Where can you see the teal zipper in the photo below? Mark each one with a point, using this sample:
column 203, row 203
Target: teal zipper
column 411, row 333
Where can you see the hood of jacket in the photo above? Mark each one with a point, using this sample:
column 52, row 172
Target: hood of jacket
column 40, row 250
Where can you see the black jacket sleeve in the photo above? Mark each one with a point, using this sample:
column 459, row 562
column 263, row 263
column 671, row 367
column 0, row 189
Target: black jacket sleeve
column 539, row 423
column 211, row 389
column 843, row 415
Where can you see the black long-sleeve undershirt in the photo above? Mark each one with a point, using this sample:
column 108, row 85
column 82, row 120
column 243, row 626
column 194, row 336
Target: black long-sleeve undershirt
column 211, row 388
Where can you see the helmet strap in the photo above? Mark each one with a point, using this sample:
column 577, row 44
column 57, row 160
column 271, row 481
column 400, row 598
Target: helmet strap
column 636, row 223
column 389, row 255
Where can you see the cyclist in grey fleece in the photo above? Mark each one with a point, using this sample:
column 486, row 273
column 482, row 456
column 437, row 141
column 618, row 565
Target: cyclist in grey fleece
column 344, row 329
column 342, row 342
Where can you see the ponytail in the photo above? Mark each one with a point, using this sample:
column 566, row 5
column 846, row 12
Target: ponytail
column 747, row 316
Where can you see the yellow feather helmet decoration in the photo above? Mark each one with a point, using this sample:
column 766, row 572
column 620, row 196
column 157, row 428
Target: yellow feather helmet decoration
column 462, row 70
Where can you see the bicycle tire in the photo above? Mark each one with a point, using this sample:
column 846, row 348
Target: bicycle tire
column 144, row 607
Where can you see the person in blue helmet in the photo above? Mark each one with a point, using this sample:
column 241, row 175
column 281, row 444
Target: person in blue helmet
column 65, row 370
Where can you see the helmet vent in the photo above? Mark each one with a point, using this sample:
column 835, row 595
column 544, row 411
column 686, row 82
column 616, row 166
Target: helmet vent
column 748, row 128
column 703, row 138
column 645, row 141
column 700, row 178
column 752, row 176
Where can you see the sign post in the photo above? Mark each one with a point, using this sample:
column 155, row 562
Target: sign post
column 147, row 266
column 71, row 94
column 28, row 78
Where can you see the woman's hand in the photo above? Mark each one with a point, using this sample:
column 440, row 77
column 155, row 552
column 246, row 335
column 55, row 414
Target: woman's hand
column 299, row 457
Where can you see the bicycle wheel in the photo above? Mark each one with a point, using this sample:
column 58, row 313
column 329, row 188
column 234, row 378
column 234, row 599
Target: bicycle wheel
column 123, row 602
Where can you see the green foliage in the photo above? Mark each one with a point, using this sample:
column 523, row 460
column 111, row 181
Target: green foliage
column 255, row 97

* **ACTIVITY**: Repeat the data in full. Nothing may be dropped or altered.

* **ANSWER BELOW**:
Where can you see the teal zipper in the photo below? Mark each one with a point, using this sample:
column 203, row 203
Target: teal zipper
column 411, row 333
Where can you see the hood of jacket in the photo above? Mark each one with a point, using this sample:
column 52, row 172
Target: hood of jacket
column 40, row 250
Where can you see the black jacket sleeve in the photo above? Mark each one with a point, using this sample:
column 459, row 562
column 263, row 263
column 671, row 367
column 0, row 189
Target: black jacket sleeve
column 539, row 423
column 211, row 389
column 843, row 415
Where can you see the black long-sleeve undershirt in the photo above? Mark each one with a point, using this sample:
column 108, row 85
column 82, row 120
column 243, row 626
column 194, row 336
Target: black long-sleeve undershirt
column 211, row 388
Where can you see the helmet strap in the photo above? Mark each one with a point, using this sample:
column 577, row 44
column 57, row 160
column 271, row 481
column 400, row 598
Target: helmet strap
column 636, row 223
column 389, row 255
Where can you see the cyclist in grey fleece in the photo above? Mark each one with a point, using this sample:
column 486, row 273
column 482, row 456
column 437, row 141
column 618, row 565
Target: cyclist in grey fleece
column 344, row 329
column 342, row 342
Where can you see the ponytail in the photo above? Mark each one with a point, using this sample:
column 566, row 5
column 846, row 12
Target: ponytail
column 747, row 316
Where can you see the yellow feather helmet decoration in the photo above? Mark each one with a point, using this sample:
column 766, row 572
column 620, row 196
column 157, row 428
Target: yellow feather helmet decoration
column 462, row 70
Where can you see the bicycle tire in the photo above? Mark each one with a point, using this sample:
column 846, row 348
Target: bicycle tire
column 144, row 607
Where can you see the person in blue helmet in the photo above? Mark each one with a point, using this sample:
column 241, row 175
column 281, row 444
Target: person in blue helmet
column 65, row 370
Where can you see the helmet vent in the photo above? Mark each one with a point, using this sample:
column 835, row 595
column 544, row 411
column 686, row 82
column 616, row 166
Target: helmet vent
column 748, row 128
column 703, row 138
column 645, row 141
column 700, row 178
column 752, row 176
Where can you see the sign post in the photo above? Mark each one with a point, using this sample:
column 155, row 562
Target: sign post
column 147, row 266
column 71, row 94
column 28, row 78
Where can you see the woman's hand in the photo above? Mark each one with a point, using this sample:
column 440, row 77
column 155, row 552
column 246, row 335
column 55, row 414
Target: woman's hand
column 299, row 457
Where can you see the bicycle wheel in the photo above? Mark each one with a point, using this sample:
column 58, row 313
column 329, row 188
column 234, row 378
column 234, row 599
Target: bicycle wheel
column 123, row 602
Where can you see the green foliage in the photo above? Mark each one with a point, using this sample:
column 523, row 460
column 111, row 181
Target: green foliage
column 255, row 97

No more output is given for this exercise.